(Referring expression data)
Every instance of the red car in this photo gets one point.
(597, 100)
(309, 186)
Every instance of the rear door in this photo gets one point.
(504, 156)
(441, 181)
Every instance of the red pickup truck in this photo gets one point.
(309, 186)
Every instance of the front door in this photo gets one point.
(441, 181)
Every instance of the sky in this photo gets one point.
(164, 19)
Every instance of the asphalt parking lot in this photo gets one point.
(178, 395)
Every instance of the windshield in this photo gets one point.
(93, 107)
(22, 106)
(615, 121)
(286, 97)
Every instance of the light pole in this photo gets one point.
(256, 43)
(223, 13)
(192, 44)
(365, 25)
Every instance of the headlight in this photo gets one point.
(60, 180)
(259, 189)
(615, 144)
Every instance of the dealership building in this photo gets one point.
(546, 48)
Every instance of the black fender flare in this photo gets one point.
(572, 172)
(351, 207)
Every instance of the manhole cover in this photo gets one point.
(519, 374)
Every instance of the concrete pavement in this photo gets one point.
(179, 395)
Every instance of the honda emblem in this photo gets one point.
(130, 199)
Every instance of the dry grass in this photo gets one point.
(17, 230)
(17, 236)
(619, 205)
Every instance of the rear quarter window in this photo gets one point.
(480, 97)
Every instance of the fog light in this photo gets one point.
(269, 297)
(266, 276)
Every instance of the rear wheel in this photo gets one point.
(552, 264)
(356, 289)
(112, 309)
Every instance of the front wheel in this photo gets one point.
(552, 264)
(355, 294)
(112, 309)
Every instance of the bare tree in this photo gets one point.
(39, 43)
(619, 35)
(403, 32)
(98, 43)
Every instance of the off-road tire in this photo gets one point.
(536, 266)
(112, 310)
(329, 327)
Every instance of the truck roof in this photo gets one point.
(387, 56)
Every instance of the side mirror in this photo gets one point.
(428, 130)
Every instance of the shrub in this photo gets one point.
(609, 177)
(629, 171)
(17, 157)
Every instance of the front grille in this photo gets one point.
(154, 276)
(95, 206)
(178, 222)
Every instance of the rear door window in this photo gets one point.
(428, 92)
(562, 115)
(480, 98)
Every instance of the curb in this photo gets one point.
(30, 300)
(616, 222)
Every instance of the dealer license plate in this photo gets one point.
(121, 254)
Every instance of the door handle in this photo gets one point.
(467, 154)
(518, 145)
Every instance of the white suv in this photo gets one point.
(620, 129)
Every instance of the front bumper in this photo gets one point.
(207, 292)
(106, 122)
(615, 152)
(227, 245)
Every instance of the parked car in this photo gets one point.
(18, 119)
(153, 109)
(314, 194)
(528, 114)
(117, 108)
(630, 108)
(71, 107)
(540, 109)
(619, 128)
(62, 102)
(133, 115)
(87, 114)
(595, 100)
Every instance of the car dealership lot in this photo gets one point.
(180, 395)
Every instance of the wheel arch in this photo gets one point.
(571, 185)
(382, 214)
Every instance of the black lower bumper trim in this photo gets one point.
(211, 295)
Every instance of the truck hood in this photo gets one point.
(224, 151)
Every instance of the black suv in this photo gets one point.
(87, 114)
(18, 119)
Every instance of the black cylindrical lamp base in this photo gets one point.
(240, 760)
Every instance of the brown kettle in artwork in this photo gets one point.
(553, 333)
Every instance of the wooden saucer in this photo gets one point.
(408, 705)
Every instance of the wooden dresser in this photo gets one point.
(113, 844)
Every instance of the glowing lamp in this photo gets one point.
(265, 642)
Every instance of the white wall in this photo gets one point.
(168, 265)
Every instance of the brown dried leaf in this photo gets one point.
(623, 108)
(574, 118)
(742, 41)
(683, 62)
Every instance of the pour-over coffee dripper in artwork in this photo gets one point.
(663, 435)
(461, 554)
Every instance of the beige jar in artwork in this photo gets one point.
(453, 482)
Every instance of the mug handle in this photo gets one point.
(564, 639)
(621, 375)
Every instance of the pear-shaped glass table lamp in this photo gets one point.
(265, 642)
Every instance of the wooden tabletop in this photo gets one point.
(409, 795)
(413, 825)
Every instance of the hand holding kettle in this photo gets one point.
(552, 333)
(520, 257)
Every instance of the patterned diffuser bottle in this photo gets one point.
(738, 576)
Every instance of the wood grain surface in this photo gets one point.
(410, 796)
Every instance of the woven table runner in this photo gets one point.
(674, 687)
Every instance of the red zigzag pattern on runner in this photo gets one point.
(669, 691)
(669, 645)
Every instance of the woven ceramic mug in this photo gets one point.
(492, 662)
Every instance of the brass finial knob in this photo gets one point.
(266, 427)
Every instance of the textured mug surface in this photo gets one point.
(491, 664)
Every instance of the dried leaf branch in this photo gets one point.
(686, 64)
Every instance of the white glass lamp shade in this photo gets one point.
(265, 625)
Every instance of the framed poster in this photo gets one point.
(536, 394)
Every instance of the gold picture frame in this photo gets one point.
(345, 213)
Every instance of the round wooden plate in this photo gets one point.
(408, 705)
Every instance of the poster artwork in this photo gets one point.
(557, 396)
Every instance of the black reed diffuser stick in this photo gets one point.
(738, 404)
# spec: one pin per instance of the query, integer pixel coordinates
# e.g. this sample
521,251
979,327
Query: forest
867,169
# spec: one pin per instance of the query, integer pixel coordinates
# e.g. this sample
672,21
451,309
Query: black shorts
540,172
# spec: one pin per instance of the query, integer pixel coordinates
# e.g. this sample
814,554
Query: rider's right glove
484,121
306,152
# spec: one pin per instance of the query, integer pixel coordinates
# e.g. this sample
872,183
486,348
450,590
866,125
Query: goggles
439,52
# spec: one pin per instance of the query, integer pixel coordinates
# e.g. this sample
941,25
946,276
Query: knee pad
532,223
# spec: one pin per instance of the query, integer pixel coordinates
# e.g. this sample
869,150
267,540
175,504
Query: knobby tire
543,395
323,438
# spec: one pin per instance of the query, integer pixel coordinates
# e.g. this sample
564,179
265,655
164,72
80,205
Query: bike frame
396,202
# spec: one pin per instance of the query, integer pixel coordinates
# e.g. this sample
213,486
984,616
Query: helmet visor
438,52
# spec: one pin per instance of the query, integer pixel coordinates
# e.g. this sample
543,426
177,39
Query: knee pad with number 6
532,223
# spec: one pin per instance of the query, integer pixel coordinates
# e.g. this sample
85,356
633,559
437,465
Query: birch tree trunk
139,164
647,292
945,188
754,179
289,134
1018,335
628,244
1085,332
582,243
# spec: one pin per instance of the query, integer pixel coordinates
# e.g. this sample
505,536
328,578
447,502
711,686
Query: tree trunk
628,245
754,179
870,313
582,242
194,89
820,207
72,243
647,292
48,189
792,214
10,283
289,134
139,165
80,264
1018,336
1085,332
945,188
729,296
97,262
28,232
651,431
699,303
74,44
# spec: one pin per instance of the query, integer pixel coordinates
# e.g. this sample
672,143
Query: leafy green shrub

> _Task objective_: Start at the line containing "Query: knobby tire". Repeat it and each line after it, word for word, to the end of the records.

> _Response to the exercise_:
Query: knobby tire
543,395
323,438
# spec: one pin per instance of the query, integer pixel coordinates
# e.g. this sample
564,179
265,655
164,72
80,205
Query: bike frame
396,202
# spec: one pin per instance of the query, integer pixel coordinates
# e.g. this sample
213,486
984,616
Query: helmet visor
438,52
# spec: one pin per instance of the query, integer pixel coordinates
# e.g. this sample
543,426
177,39
Query: knee pad with number 6
532,223
# spec: one pin per instance of the query, integer pixel coordinates
# e.g. this sample
85,356
633,559
437,465
Query: birch tree trunk
139,164
647,292
945,188
754,179
289,134
1018,335
628,244
1085,332
582,243
# spec: one pin per instance of the query, integer pixel coordinates
# e.g. this sample
505,536
328,578
447,502
711,686
Query: tree trunk
628,245
754,179
870,313
582,242
194,89
820,207
72,243
647,292
48,189
792,214
10,283
289,134
139,165
80,264
1018,336
1085,332
945,188
729,296
97,262
28,232
651,431
699,303
74,44
# spec: one pin per instance of the query, integer pixel coordinates
# e.g. this sample
672,143
Query: leafy green shrub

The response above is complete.